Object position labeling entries
——

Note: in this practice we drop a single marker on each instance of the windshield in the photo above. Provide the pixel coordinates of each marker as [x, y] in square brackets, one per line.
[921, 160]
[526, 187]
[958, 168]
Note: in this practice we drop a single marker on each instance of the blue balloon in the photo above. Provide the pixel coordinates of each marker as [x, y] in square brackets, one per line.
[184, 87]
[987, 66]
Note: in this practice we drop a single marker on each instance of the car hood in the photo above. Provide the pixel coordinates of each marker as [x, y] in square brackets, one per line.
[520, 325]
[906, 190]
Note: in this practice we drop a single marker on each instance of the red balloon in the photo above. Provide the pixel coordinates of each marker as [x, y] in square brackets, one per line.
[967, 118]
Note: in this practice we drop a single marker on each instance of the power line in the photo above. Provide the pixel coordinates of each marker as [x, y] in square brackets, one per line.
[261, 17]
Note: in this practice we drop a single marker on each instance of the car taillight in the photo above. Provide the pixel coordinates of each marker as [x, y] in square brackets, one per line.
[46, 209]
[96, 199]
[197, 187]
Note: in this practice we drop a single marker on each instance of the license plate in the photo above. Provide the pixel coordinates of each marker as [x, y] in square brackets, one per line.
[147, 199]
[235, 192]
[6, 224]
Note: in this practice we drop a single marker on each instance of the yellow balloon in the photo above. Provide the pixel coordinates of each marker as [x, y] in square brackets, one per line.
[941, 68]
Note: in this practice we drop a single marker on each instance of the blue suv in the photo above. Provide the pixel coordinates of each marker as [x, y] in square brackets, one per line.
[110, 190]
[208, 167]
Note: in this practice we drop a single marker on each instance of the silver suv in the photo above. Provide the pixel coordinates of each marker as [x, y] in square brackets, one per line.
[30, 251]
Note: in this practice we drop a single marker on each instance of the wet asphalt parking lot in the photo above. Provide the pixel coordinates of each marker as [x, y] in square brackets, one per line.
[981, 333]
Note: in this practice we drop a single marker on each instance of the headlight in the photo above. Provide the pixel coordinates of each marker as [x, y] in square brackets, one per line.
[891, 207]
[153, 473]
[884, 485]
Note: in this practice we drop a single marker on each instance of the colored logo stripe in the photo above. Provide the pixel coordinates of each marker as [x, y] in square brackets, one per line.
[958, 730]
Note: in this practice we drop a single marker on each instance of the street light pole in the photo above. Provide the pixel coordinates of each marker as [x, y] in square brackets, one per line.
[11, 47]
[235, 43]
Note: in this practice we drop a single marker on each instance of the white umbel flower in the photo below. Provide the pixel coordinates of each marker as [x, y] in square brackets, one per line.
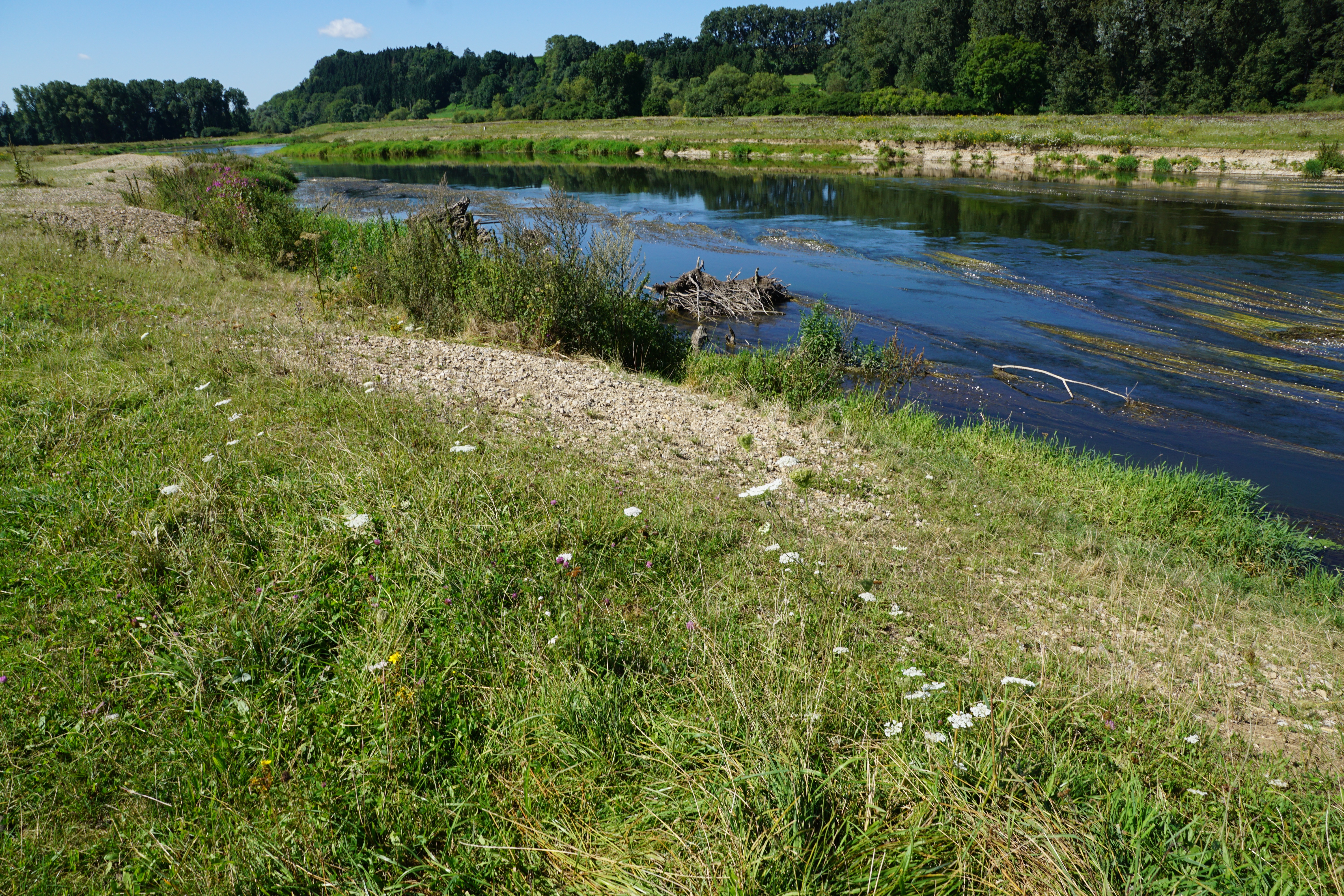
[756, 491]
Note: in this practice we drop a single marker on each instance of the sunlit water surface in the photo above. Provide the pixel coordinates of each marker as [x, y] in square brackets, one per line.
[1218, 304]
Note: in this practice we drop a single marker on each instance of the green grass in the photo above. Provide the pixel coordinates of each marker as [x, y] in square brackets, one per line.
[1296, 132]
[226, 690]
[401, 150]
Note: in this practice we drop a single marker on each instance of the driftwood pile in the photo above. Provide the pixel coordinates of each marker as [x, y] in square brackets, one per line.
[700, 295]
[455, 217]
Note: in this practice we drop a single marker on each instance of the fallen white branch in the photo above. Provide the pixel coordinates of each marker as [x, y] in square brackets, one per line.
[1065, 381]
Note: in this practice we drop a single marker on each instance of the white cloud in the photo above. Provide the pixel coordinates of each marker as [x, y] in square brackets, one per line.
[345, 29]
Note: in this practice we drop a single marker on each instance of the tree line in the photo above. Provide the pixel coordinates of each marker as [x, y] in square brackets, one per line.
[869, 57]
[107, 111]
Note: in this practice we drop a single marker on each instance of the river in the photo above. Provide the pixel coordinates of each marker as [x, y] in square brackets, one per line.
[1218, 303]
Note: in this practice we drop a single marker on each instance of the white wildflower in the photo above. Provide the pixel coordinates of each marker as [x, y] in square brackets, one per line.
[756, 491]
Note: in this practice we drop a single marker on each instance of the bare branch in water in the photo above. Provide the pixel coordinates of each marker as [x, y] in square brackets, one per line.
[1126, 398]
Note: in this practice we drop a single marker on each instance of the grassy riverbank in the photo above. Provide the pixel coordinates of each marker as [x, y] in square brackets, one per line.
[229, 687]
[1230, 135]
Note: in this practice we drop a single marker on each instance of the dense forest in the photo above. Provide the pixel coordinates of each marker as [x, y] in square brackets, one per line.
[107, 111]
[869, 57]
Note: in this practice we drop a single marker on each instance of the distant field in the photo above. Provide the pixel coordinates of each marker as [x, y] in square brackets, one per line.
[1298, 132]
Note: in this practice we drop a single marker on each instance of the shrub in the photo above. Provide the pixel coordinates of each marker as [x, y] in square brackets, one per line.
[553, 285]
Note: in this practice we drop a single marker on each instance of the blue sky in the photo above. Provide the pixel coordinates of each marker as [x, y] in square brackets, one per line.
[267, 47]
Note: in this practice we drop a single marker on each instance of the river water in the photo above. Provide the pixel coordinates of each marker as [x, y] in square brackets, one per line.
[1217, 303]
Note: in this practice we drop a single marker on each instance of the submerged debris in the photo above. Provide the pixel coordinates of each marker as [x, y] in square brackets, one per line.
[700, 295]
[455, 217]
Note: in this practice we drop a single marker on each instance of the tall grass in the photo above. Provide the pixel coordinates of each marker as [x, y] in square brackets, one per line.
[394, 150]
[228, 690]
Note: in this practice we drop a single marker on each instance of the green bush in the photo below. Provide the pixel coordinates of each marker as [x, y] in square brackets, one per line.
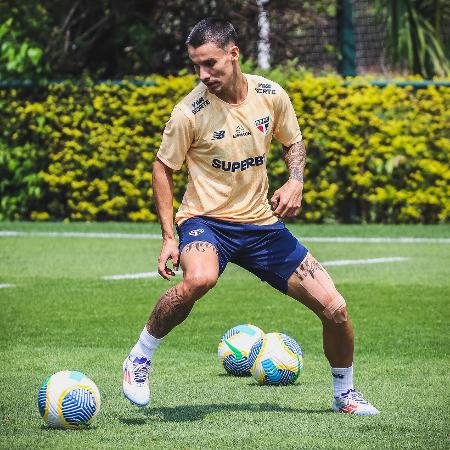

——

Can you write out again the rows between the lines holding "the white cloud" and "[1230, 135]", inclusive, with the requests unchanged and every coordinate in the answers resized by 2.25 and rounded to a whole number, halves rounding up?

* COMPLETED EXERCISE
Note: in this practice we drop a single marker on each instance of the white cloud in the photo above. Provide the pixel coordinates of each marker as [x, y] in square brackets, one per line.
[776, 65]
Note: in this practice we drop a single marker on each instance of the tree line in the photo above. Provide the pixel coordinates of each marker as [x, y] in square brackets, one per line.
[1955, 128]
[241, 250]
Note: in this practice we drop a single marker on each instance of the river in the photo above. Provide the pixel coordinates of each marker as [x, y] in square brackets, one per line.
[2741, 682]
Note: in this practice we drop a single marker on each instance of the white wildflower in the photo above. Provide the pixel coordinates of each marker as [x, y] in square brackets, one per line.
[1701, 1105]
Note: in this practice we drop a single marker on each instance of the bare branch in water in the photo above. Provide the pixel coordinates of each marker as [x, y] in square brackets, one per line.
[2534, 896]
Note: in this practice we drop a single marker on each instance of the grassy riverbank in the photo above. Provide the pixel coordinates of each marker as [x, y] in square brackets, one per line.
[515, 1546]
[2768, 304]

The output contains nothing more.